===== Document
Balthazar is a French brasserie restaurant located at 80 Spring Street (between Broadway and Crosby Street) in SoHo in Manhattan, in New York City. It opened on April 21, 1997, and is owned by restaurateur Keith McNally.

McNally also owns Pastis, Cafe Luxembourg, Lucky Strike, the Russian-themed bar and restaurant Pravda, Odeon in Tribeca, and Schiller's Liquor Bar on the Lower East Side. Balthazar Bakery was later opened at 80 Spring Street.

McNally opened Balthazar in the theatre district in Covent Garden in London, in February 2013. Balthazar London will reside within a building known as The Flower Cellars, sharing the space with The London Film Museum. The general manager will be Byron Lang.
==========
===== Supplied data
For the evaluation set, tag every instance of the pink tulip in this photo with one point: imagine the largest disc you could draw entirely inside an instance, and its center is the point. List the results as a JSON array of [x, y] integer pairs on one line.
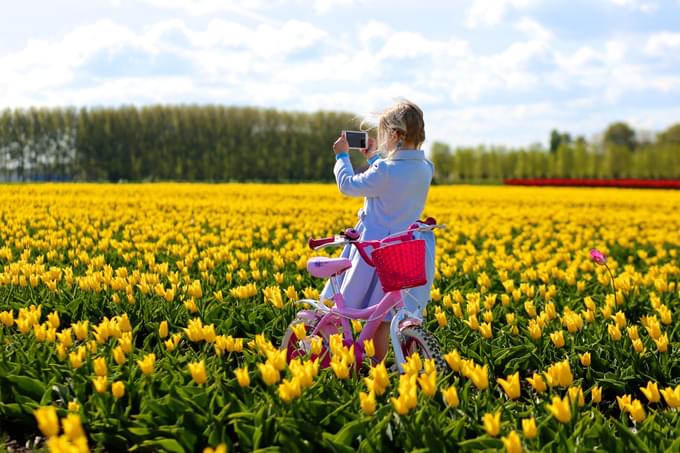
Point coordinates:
[[598, 257]]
==========
Directive: From the text about Balthazar, list every establishment named in the sentence that begins "McNally also owns".

Exercise solution:
- Pastis
- Cafe Luxembourg
- Lucky Strike
- Pravda
- Odeon
- Schiller's Liquor Bar